_Source text_:
※

Over 20,000 fans will pack a sold out Easter Road tonight for one of the most eagerly anticipated fixtures of the Scottish football season so far. Hibernian host Edinburgh rivals Hearts, but only those at the game will be able to actually watch it. It clashes with tonight’s Champions League matches and so UEFA have decided that nobody must watch anything else but their own competitions tonight. Hibs v Hearts falls victim to the blackout.

The Spanish Liga fixture between Valencia and Real Madrid would have suffered the same fate had it not been scheduled for 5.45pm. Showing the match so early that it will clash with Pointless is the only way they have been able to get around the blackout. Any earlier and it would clash with Homes Under The Hammer.

But no such solution has been found for fans of Hibs and Hearts. Instead, they will have to listen on the radio, a medium which can make even the most insipid goalless draw sound like an epic for the ages, or watch on a grainy Periscope stream. Modern technology can only go so far, though… usually only as far as the halfway line, with any play beyond that almost indecipherable on a Periscope stream.

UEFA are only one step away from refusing the use of non-Champions League club names when Champions League gams are being played. Radio reporters at Easter Road tonight are close to having to refer to Hibs and Hearts as ‘Edinburgh Greens’ and ‘Edinburgh Maroons,’ like they are commentating on a game of Pro Evo.

Of course, UEFA aren’t the only footballing authority to impose a television blackout. The Premier League, The FA and the Football League impose a television blackout every weekend, between the hours of 2.45pm and 5.15pm on Saturdays. It means that while the rest of the world tunes in at that time to watch action from The Best League In The World, we have to make do with watching former players banter with each other while complaining about the influx of foreign managers. Paul Merson still wants to know why Gary Rowett didn’t get the Hull City job.

These bodies are supposed to be the gatekeepers of the sport, yet when it comes to broadcast rights they are dictators. UEFA in particular are guilty of moulding football for its own gain rather than for the good of the game, with the television blackout of matches played at the same time as Champions League matches only preserving UEFA’s revenue streams.

Blackouts are outdated concepts that exist only as a relic of a bygone age. Their implementation demonstrate a fundamental misunderstanding of the way broadcasting works in the age of social media. Viewing figures are declining for the first time in a generation as younger fans watch football through the prism of moments rather than matches in full. That’s why you have watched so many goals as Vines.

Besides UEFA pretty much imposed a blackout on the Champions League by handing exclusive rights to BT Sport anyway. Tuesday night’s last 16 clash between Manchester City and Monaco was one of the best matches played in the competition for years, being on BT Sport it likely drew lower viewing figures than whatever was on Channel 5 at the same time. The sight of empty seats at the Etihad was the perfect metaphor for who was watching the game at home.

Fundamentally, the argument behind UEFA’s blackout regulations doesn’t line up. Are they really saying that their coverage of the Champions League would be deprived of viewers if the Edinburgh derby between Hibs and Hearts was permitted to be broadcast tonight?

There is a disconnect between the purpose of UEFA’s blackout and the blackout English football imposes every Saturday. The FA says that by blocking broadcasts of high-profile matches at certain times they are preserving the number of eyes on lesser matches, yet UEFA do the complete opposite by making the Champions League the only show in town. Certainly the only show on TV.

※

_Dataset content_:
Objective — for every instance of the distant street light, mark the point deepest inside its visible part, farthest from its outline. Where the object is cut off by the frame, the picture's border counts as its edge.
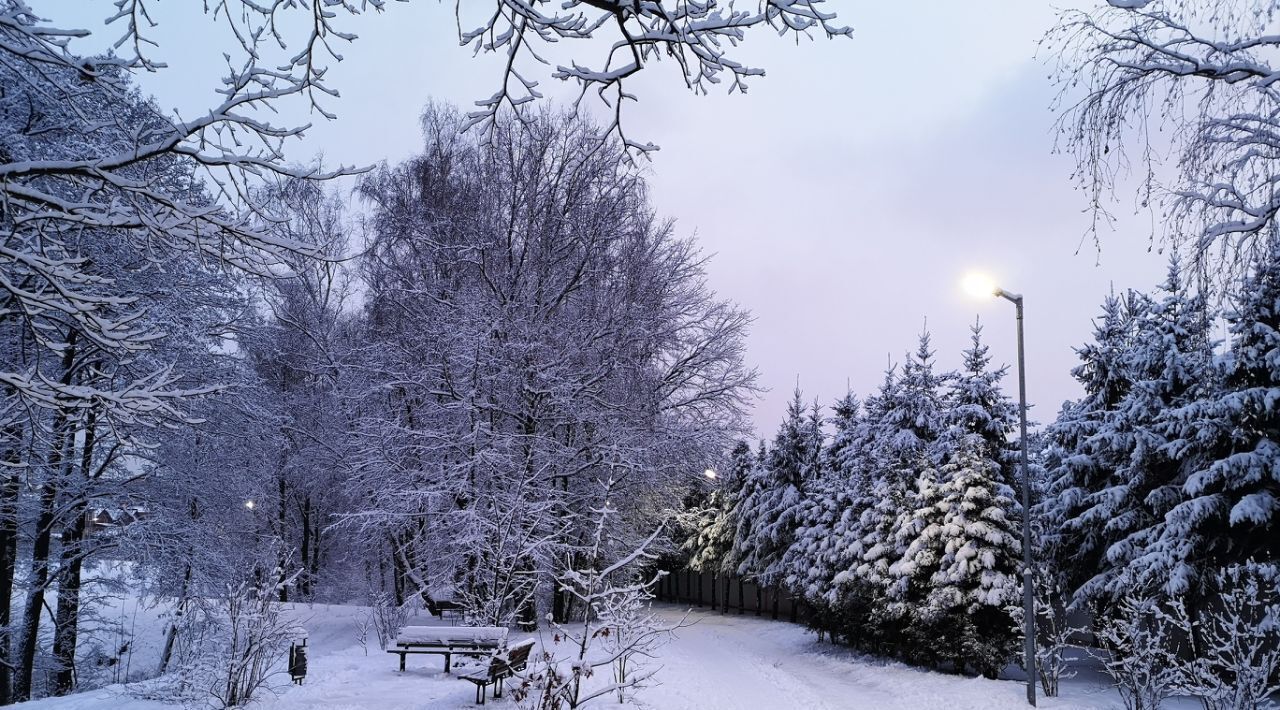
(981, 285)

※

_What this task involves_:
Please reproduce the blackout piece word for word, from "These bodies are" to "goals as Vines.". The material above comes from a different source than the blackout piece.

_Written response_:
These bodies are supposed to be the gatekeepers of the sport, yet when it comes to broadcast rights they are dictators. UEFA in particular are guilty of moulding football for its own gain rather than for the good of the game, with the television blackout of matches played at the same time as Champions League matches only preserving UEFA’s revenue streams.

Blackouts are outdated concepts that exist only as a relic of a bygone age. Their implementation demonstrate a fundamental misunderstanding of the way broadcasting works in the age of social media. Viewing figures are declining for the first time in a generation as younger fans watch football through the prism of moments rather than matches in full. That’s why you have watched so many goals as Vines.